• _Your task_: Each record below should appear again exactly as written.

[Region pointing data]

============

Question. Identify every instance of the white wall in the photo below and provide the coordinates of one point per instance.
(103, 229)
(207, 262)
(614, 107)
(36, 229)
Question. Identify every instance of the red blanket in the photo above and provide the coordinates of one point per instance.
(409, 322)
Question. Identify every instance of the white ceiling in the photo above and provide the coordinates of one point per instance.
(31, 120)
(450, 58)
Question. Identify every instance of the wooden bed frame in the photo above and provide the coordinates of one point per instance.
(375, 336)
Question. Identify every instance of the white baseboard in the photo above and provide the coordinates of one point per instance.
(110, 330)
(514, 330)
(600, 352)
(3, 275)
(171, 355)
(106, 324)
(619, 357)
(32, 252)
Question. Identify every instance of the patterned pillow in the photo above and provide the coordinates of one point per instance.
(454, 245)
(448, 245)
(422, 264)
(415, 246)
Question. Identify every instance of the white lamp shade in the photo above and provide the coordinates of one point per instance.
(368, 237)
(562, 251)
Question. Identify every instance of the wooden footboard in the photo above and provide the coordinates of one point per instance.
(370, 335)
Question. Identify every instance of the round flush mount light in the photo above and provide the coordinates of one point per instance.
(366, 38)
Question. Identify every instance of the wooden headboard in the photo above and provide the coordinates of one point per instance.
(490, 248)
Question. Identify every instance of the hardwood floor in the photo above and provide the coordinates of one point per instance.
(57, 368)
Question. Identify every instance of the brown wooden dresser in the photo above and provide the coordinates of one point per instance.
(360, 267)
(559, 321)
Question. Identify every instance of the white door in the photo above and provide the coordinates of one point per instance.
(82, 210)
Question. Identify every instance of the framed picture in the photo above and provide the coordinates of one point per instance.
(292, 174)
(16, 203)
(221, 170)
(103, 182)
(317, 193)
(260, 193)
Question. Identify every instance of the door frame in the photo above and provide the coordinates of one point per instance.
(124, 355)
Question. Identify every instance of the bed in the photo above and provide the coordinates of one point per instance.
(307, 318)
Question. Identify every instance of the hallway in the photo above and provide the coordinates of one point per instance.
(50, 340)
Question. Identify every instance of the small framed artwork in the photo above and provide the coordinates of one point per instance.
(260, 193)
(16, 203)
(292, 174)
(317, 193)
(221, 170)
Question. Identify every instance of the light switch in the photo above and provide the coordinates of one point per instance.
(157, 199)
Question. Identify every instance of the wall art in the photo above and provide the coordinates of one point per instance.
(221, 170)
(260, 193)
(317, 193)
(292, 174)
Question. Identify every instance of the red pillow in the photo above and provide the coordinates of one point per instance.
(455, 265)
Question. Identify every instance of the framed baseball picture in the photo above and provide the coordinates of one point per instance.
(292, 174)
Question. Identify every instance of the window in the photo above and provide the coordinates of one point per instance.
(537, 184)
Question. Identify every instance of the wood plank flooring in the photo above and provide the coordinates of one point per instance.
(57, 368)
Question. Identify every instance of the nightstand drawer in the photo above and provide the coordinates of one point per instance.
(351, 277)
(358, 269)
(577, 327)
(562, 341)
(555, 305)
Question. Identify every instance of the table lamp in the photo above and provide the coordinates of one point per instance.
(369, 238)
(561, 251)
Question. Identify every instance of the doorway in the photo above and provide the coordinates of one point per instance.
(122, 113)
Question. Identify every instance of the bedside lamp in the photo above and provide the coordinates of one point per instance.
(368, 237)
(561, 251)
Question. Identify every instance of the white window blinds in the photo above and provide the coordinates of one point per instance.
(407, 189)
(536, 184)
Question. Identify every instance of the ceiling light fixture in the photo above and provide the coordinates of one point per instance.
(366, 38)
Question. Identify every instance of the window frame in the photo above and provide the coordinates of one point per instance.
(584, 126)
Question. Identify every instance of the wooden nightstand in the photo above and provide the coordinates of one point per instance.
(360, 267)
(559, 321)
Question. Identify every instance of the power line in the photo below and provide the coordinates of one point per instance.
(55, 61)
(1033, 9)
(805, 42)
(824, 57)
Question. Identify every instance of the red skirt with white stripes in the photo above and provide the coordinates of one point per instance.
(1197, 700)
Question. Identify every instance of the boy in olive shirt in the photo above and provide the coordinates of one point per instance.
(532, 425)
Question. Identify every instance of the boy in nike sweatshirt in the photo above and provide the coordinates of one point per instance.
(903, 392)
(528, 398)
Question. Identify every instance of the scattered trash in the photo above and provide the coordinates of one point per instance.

============

• _Answer box_:
Question. Identify every instance of the white wall in the photo below and provide the coordinates of one point per instance.
(103, 229)
(207, 262)
(614, 107)
(36, 229)
Question. Identify every instance of the red blanket in the photo above and provide the coordinates of one point per instance.
(409, 322)
Question. Identify every instance of the white ceiling in the photo above and provide the coordinates of one point per instance.
(31, 120)
(450, 58)
Question. Identify every instance of the wooden bed frame in the photo above and provide the coordinates of one point per instance.
(375, 336)
Question. Identify every instance of the white baseboard in the photo above and provide the coordinates of one point per instance.
(110, 330)
(514, 330)
(600, 352)
(3, 275)
(171, 355)
(106, 324)
(619, 357)
(32, 252)
Question. Identify every instance of the patterned pillow in the photo above and provide the coordinates of one point per instance.
(454, 245)
(448, 245)
(422, 264)
(415, 246)
Question. Identify every instance of the white lamp shade in the photo above and provide the coordinates of one point per instance.
(368, 237)
(562, 251)
Question. Identify every instance of the wooden footboard in the photo above and provide the coordinates of one point per instance.
(370, 335)
Question. Identify every instance of the round flush mount light in the photo above and provide the coordinates of one point per instance.
(366, 38)
Question. Identify every instance of the wooden headboard in the photo above and provide the coordinates of one point per instance.
(490, 248)
Question. Identify every instance of the hardwood floor in the photo above and provide the coordinates of one point per instance.
(57, 368)
Question. Identify every instance of the brown wooden dresser in the photo above and provide the coordinates of one point per instance.
(360, 267)
(559, 321)
Question. Identify every instance of the white door in the photo above and provide the coordinates of one point per instance.
(82, 210)
Question. Identify every instance of the framed picture in the photo above and provide the coordinates of one point per instance.
(292, 174)
(16, 203)
(221, 170)
(103, 182)
(317, 193)
(260, 193)
Question. Identify every instance of the door frame in the photo above and provide the coordinates of one point per instance.
(124, 355)
Question. Identify every instance of the bed in the photo above and provide the coordinates of one point per instance.
(307, 318)
Question. Identify every instance of the hallway in the photo above and provide the coordinates of one point per instance.
(50, 340)
Question. Identify every instance of the small framed artwork in the photo above and provide the coordinates of one point per instance.
(260, 193)
(16, 203)
(292, 174)
(317, 193)
(221, 170)
Question. Identify every instance of the light switch in the photo above and provide the coordinates of one point per instance.
(157, 199)
Question. Identify every instance of the wall art in the photo above and provide the coordinates of one point per instance.
(221, 170)
(260, 193)
(317, 193)
(292, 174)
Question. Identify every instance of the red pillow in the photo above and provide the coordinates of one point per instance.
(455, 265)
Question. Identify every instance of the framed baseball picture in the photo above and provide the coordinates of one point per instance.
(292, 174)
Question. Identify every instance of the window in the photo above and provide the coordinates of one point per instance.
(537, 184)
Question. Identify every instance of the wood plank flooring in the photo above and provide the coordinates of one point per instance.
(57, 368)
Question. Identify every instance of the nightstand drawer in the photo above and provide the coordinates of one point per instance.
(351, 277)
(358, 269)
(577, 327)
(562, 341)
(555, 305)
Question. Identify every instance of the table lamp in the photo above and provide the coordinates of one point per instance.
(369, 238)
(561, 251)
Question. Identify every instance of the doorway in the photo above and provide the coordinates of one point per instance.
(122, 113)
Question. Identify every instance of the bedside lamp in the photo above and provide the coordinates of one point per instance.
(368, 237)
(561, 251)
Question. Identify every instance of the white window blinds in the photo above and provide the coordinates of one point per instance.
(407, 189)
(536, 184)
Question. Identify every instance of the ceiling light fixture in the photo above and provide the coordinates of one point per instance.
(366, 38)
Question. Identify every instance of the window frame in the photo above and provide the coordinates of one point per instance.
(584, 126)
Question. Identify every instance of the wooden nightstand in the photo above and provide the coordinates of one point per instance.
(360, 267)
(559, 321)
Question. Identify every instance of the power line in the photo below and provide the coordinates of one point per instance.
(55, 61)
(1033, 9)
(805, 42)
(824, 57)
Question. Identify every instance of the red skirt with white stripes in the photo above and provide the coordinates of one point per instance.
(1197, 700)
Question. Identify every instance of the boy in olive shirt in the photo above and provide the coordinates of one point per instance.
(532, 425)
Question. Identify every instance of the boy in nike sweatshirt in the photo above and provide the coordinates of one point per instance.
(903, 392)
(528, 398)
Question. Identify every instance of the scattered trash in the photo above and provide the coordinates of one point per instance.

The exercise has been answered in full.